### Passage to read
--- BEGIN ---

# Intro to Popular MMA terms



## Rook (Feb 2, 2007)

I decided to create a thread for MMA slang and shorthand used on the internet.  I intend to link to this thread in the future rather than having to use long explanations everytime.  

*3Cs*- The 3 Cs refers to _Consistancy_, _Competency_ and _Convincing proof._  Consistancy means the subject in question has a reasonable ratio of sucess to failure. Competency means it has been used sucessfully against competent opponents.  Convincing proof means that proof on the order of video or court documents is available, people can consult sources themselves and there is little doubt that the incident unfolded as described.  

*Resisting Opponent* - an opponent who is trying not to allow you to perform the subject against them.  

*Fully Resisting Opponent* - an opponent who is not part of a uke-tori or attacker/defender role, is bound not bound by a syllabus requirement, is competing against you in a full speed, full power manner.  

*Full speed* - you are permitted to go as fast as you can or as slow as you want without your opponent being compelled by the rules to follow suit.  It differs from slow speed or variable speed work.  

*Full power* - you are permitted to strike, throw and push etc as hard or soft as desired without your opponent being compelled by the rules to follow suit.  It differs from low or no contact rules.

--- END ---

### Record excerpts
--- BEGIN ---

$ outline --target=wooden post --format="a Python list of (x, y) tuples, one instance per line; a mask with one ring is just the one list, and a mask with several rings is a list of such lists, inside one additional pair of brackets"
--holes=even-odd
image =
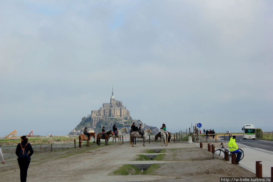
[(214, 144), (213, 144), (211, 145), (211, 153), (214, 152), (215, 150), (215, 146), (214, 146)]
[(273, 179), (273, 167), (271, 167), (271, 180), (272, 179)]
[(208, 151), (210, 152), (211, 152), (211, 147), (210, 146), (210, 143), (208, 143)]
[(231, 163), (236, 164), (236, 154), (231, 153)]
[(261, 161), (256, 161), (256, 177), (263, 177), (263, 169)]
[(228, 156), (228, 153), (225, 151), (225, 160), (228, 161), (229, 160), (229, 157)]

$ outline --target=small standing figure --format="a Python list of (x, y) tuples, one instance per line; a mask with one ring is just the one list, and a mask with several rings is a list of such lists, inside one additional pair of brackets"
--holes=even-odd
[(4, 160), (4, 156), (3, 156), (3, 153), (2, 153), (2, 150), (1, 149), (1, 146), (0, 146), (0, 158), (1, 158), (1, 160), (2, 161), (2, 163), (5, 164), (5, 161)]
[(21, 182), (26, 182), (28, 169), (30, 163), (30, 157), (33, 154), (33, 151), (31, 145), (28, 143), (28, 139), (26, 136), (21, 136), (21, 143), (17, 145), (15, 153), (18, 156), (17, 160), (20, 168)]

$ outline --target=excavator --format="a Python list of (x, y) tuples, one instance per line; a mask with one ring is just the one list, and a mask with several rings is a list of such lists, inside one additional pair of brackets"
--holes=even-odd
[[(30, 136), (30, 134), (31, 134), (31, 133), (32, 133), (32, 135), (31, 135), (31, 136)], [(33, 137), (33, 130), (32, 130), (32, 131), (31, 131), (31, 132), (30, 132), (30, 133), (29, 133), (29, 135), (28, 135), (28, 137), (31, 137), (31, 136), (32, 136), (32, 137)]]
[(9, 134), (8, 135), (6, 135), (6, 138), (16, 138), (15, 136), (18, 137), (18, 136), (17, 135), (17, 131), (16, 129)]

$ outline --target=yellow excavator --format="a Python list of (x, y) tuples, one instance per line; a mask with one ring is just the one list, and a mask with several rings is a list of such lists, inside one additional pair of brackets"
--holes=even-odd
[(17, 131), (16, 129), (10, 133), (8, 135), (6, 135), (6, 138), (15, 138), (15, 137), (18, 137), (18, 136), (17, 135)]

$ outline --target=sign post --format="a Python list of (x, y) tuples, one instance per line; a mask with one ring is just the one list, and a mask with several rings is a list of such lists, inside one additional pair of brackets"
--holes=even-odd
[[(199, 132), (199, 131), (200, 131), (200, 128), (201, 128), (202, 126), (202, 125), (200, 123), (199, 123), (197, 124), (197, 127), (199, 128), (199, 129), (198, 129), (198, 132)], [(199, 135), (199, 141), (201, 141), (201, 140), (200, 139), (200, 135)]]

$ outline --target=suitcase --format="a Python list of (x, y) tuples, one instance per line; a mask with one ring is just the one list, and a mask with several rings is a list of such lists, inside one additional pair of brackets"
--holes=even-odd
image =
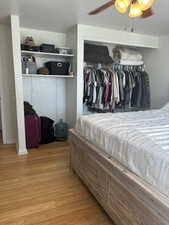
[(41, 144), (49, 144), (55, 141), (54, 121), (48, 117), (40, 117), (41, 119)]
[(69, 62), (47, 62), (46, 67), (52, 75), (68, 75), (70, 70)]
[(37, 115), (25, 116), (25, 133), (27, 148), (38, 148), (41, 142), (41, 123)]

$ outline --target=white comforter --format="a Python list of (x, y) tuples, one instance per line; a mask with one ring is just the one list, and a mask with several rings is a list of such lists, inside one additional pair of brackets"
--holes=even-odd
[(76, 131), (169, 197), (169, 110), (82, 116)]

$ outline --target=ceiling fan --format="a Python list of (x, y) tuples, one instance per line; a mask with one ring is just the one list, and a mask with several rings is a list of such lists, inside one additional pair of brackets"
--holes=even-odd
[(129, 9), (129, 17), (141, 17), (146, 19), (154, 14), (152, 5), (154, 0), (111, 0), (99, 8), (91, 11), (89, 15), (96, 15), (105, 9), (115, 6), (120, 13), (126, 13)]

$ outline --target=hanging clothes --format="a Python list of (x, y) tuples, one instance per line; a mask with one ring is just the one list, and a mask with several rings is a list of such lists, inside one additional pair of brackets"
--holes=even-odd
[(142, 66), (99, 69), (86, 66), (83, 102), (94, 112), (149, 109), (149, 76)]

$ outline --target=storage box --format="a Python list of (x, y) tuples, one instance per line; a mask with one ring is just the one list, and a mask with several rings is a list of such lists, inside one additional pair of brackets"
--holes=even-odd
[(22, 51), (39, 52), (40, 51), (40, 46), (29, 46), (29, 45), (21, 44), (21, 50)]
[(51, 75), (68, 75), (70, 63), (69, 62), (47, 62), (46, 67)]
[(42, 44), (40, 45), (40, 51), (53, 53), (55, 51), (55, 46), (50, 44)]
[(56, 48), (55, 52), (59, 53), (59, 54), (62, 54), (62, 55), (71, 55), (72, 49), (70, 49), (70, 48)]

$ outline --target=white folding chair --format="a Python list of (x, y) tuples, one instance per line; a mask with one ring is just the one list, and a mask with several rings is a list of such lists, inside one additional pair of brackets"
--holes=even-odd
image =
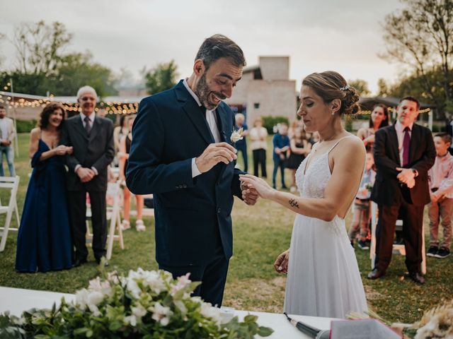
[[(403, 226), (403, 220), (398, 220), (395, 224), (396, 227)], [(374, 268), (376, 261), (376, 227), (377, 227), (377, 204), (371, 203), (371, 246), (369, 247), (369, 258), (371, 259), (371, 268)], [(394, 244), (393, 253), (406, 256), (406, 247), (404, 244)], [(422, 263), (420, 265), (422, 274), (426, 274), (426, 254), (425, 250), (425, 224), (422, 225)]]
[[(3, 231), (1, 232), (1, 240), (0, 241), (0, 252), (5, 249), (8, 232), (10, 230), (18, 230), (19, 225), (21, 225), (19, 212), (17, 208), (17, 201), (16, 200), (20, 179), (17, 175), (16, 177), (0, 177), (0, 189), (11, 189), (11, 195), (8, 205), (1, 206), (1, 203), (0, 202), (0, 214), (6, 214), (5, 224), (2, 227), (0, 227), (0, 230)], [(18, 228), (10, 228), (9, 225), (14, 211), (16, 211), (16, 220), (17, 221)]]
[[(113, 250), (113, 240), (120, 242), (120, 248), (125, 249), (124, 240), (122, 238), (122, 230), (121, 229), (121, 215), (120, 213), (120, 206), (122, 200), (122, 190), (120, 187), (120, 181), (116, 182), (109, 182), (107, 189), (107, 220), (110, 220), (108, 234), (107, 235), (107, 254), (106, 258), (110, 260), (112, 258)], [(113, 197), (113, 199), (110, 198)], [(93, 234), (90, 232), (88, 220), (91, 218), (91, 208), (89, 205), (86, 208), (86, 239), (88, 242), (93, 239)], [(115, 234), (117, 230), (118, 234)]]

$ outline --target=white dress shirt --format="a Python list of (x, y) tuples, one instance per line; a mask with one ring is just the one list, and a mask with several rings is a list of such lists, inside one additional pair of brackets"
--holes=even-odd
[[(409, 127), (409, 136), (412, 137), (412, 127), (413, 122), (411, 124)], [(399, 163), (403, 166), (403, 143), (404, 142), (404, 128), (399, 120), (396, 120), (395, 124), (395, 131), (396, 131), (396, 136), (398, 137), (398, 150), (399, 150)]]
[[(201, 102), (200, 102), (200, 99), (197, 95), (190, 89), (189, 87), (189, 84), (187, 83), (187, 78), (183, 81), (183, 84), (187, 89), (187, 90), (190, 93), (190, 95), (195, 99), (198, 104), (199, 107), (202, 106)], [(215, 115), (215, 109), (210, 111), (209, 109), (206, 109), (206, 121), (207, 121), (207, 124), (210, 126), (210, 129), (211, 130), (211, 133), (214, 137), (214, 141), (215, 143), (219, 143), (222, 141), (220, 138), (220, 133), (219, 132), (219, 129), (217, 128), (217, 122), (216, 121), (216, 115)], [(197, 167), (197, 164), (195, 163), (195, 158), (193, 157), (192, 159), (192, 177), (195, 178), (197, 175), (201, 174), (201, 172), (198, 170)]]
[[(94, 123), (94, 118), (96, 117), (96, 114), (94, 112), (94, 111), (93, 111), (93, 113), (91, 113), (89, 116), (88, 116), (88, 119), (90, 119), (90, 122), (91, 123), (91, 128), (93, 128), (93, 124)], [(86, 125), (86, 123), (85, 122), (85, 117), (86, 117), (84, 114), (83, 114), (82, 112), (80, 113), (80, 119), (82, 119), (82, 124), (84, 124), (84, 128), (86, 128), (86, 126), (85, 125)]]

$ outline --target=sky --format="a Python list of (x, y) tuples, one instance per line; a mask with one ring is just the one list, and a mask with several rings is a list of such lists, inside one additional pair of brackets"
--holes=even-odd
[[(0, 3), (6, 0), (0, 0)], [(370, 90), (379, 78), (394, 81), (401, 66), (385, 54), (385, 16), (402, 7), (398, 0), (15, 0), (1, 6), (0, 32), (12, 38), (21, 23), (63, 23), (74, 34), (67, 52), (89, 50), (94, 60), (138, 79), (174, 59), (180, 78), (192, 73), (203, 40), (222, 33), (243, 50), (248, 66), (259, 56), (289, 56), (289, 77), (299, 87), (313, 72), (337, 71), (364, 79)], [(15, 51), (0, 44), (6, 67)]]

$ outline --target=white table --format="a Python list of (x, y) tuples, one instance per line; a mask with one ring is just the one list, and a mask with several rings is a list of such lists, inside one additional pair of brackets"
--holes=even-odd
[[(20, 316), (23, 311), (33, 307), (50, 309), (54, 302), (56, 302), (58, 306), (62, 297), (69, 301), (74, 299), (74, 295), (55, 292), (0, 287), (0, 313), (10, 311), (11, 314)], [(269, 338), (310, 338), (290, 325), (283, 314), (235, 311), (235, 316), (238, 316), (240, 319), (242, 319), (247, 314), (258, 316), (258, 323), (260, 326), (270, 327), (274, 330), (274, 333), (270, 337), (268, 337)], [(291, 317), (321, 330), (330, 328), (331, 321), (335, 320), (330, 318), (305, 316), (291, 316)]]

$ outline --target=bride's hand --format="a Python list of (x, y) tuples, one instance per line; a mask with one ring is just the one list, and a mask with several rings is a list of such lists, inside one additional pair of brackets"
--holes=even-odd
[(274, 263), (274, 268), (279, 273), (287, 274), (288, 273), (288, 261), (289, 260), (289, 250), (287, 249), (282, 253)]
[(246, 184), (249, 187), (253, 187), (258, 195), (265, 199), (270, 198), (274, 192), (274, 189), (269, 186), (265, 181), (251, 174), (239, 175), (239, 180)]

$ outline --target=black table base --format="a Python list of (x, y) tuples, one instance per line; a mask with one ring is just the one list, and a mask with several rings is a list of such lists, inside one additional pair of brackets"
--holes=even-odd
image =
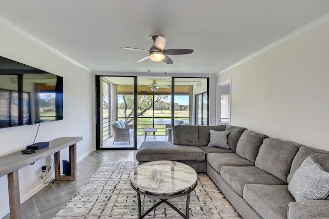
[[(145, 217), (146, 215), (147, 215), (149, 214), (149, 213), (150, 213), (153, 209), (154, 209), (155, 208), (158, 207), (159, 205), (160, 205), (160, 204), (161, 204), (162, 203), (163, 203), (167, 204), (169, 206), (171, 207), (174, 210), (177, 211), (184, 218), (185, 218), (186, 219), (188, 219), (189, 218), (189, 206), (190, 206), (190, 196), (191, 195), (191, 192), (193, 191), (194, 190), (194, 189), (195, 189), (195, 187), (196, 187), (196, 184), (197, 184), (196, 182), (195, 183), (195, 185), (192, 188), (191, 188), (191, 189), (190, 189), (189, 190), (188, 190), (186, 192), (178, 192), (177, 193), (174, 193), (174, 194), (173, 194), (172, 195), (167, 195), (167, 196), (156, 195), (156, 194), (153, 194), (153, 193), (149, 193), (149, 192), (141, 192), (141, 191), (139, 191), (139, 190), (138, 189), (136, 189), (136, 188), (135, 188), (135, 187), (134, 186), (133, 186), (133, 185), (132, 184), (131, 182), (130, 183), (130, 184), (132, 186), (132, 187), (133, 188), (133, 189), (134, 189), (134, 190), (137, 192), (137, 199), (138, 199), (138, 218), (139, 219), (141, 219), (141, 218), (143, 218), (144, 217)], [(144, 196), (145, 196), (151, 197), (152, 198), (158, 198), (161, 200), (160, 202), (159, 202), (158, 203), (157, 203), (155, 205), (154, 205), (153, 206), (152, 206), (152, 208), (151, 208), (146, 212), (145, 212), (144, 214), (143, 214), (142, 215), (141, 202), (140, 201), (140, 195), (144, 195)], [(175, 207), (172, 204), (171, 204), (169, 202), (167, 201), (167, 199), (168, 199), (169, 198), (176, 198), (177, 197), (182, 196), (184, 196), (185, 195), (187, 195), (187, 197), (186, 198), (186, 213), (185, 213), (185, 214), (184, 214), (181, 211), (180, 211), (178, 208), (177, 208), (176, 207)]]

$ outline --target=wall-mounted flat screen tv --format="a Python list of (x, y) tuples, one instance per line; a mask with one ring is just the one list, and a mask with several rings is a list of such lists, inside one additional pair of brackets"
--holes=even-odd
[(0, 128), (63, 119), (63, 78), (0, 56)]

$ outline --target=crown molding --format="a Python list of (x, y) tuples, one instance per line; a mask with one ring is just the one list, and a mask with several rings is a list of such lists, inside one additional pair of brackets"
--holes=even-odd
[(3, 26), (4, 27), (5, 27), (6, 28), (14, 32), (15, 33), (20, 35), (21, 36), (22, 36), (24, 39), (32, 42), (32, 43), (40, 46), (41, 47), (42, 47), (47, 50), (48, 51), (55, 54), (56, 55), (67, 61), (68, 62), (70, 62), (71, 63), (75, 65), (76, 65), (79, 68), (89, 72), (92, 72), (92, 70), (88, 68), (87, 67), (74, 60), (73, 59), (71, 59), (71, 58), (60, 52), (57, 49), (56, 49), (55, 48), (52, 47), (44, 42), (43, 42), (41, 40), (30, 34), (28, 32), (19, 28), (19, 27), (16, 26), (16, 25), (14, 25), (12, 23), (9, 22), (8, 21), (6, 20), (1, 16), (0, 16), (0, 25)]
[(240, 65), (242, 65), (249, 61), (250, 61), (257, 57), (261, 56), (265, 52), (267, 52), (268, 51), (270, 51), (272, 49), (275, 49), (275, 48), (290, 41), (290, 40), (300, 36), (302, 35), (303, 35), (315, 28), (317, 28), (324, 24), (325, 24), (328, 22), (329, 22), (329, 14), (326, 14), (325, 15), (320, 17), (320, 19), (315, 20), (315, 21), (304, 26), (304, 27), (298, 29), (294, 32), (293, 32), (292, 33), (287, 35), (286, 36), (284, 36), (280, 40), (275, 42), (274, 43), (270, 44), (268, 46), (266, 46), (263, 49), (233, 64), (230, 66), (217, 73), (217, 76), (218, 76), (220, 75), (225, 73), (227, 71), (229, 71), (236, 67), (237, 67)]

--- END ---

### Task directions
Restate the MMA terms text from the words "## Rook (Feb" through "long explanations everytime.", putting "topic" wherever "thread" appears.

### Response to this task
## Rook (Feb 2, 2007)

I decided to create a topic for MMA slang and shorthand used on the internet.  I intend to link to this topic in the future rather than having to use long explanations everytime.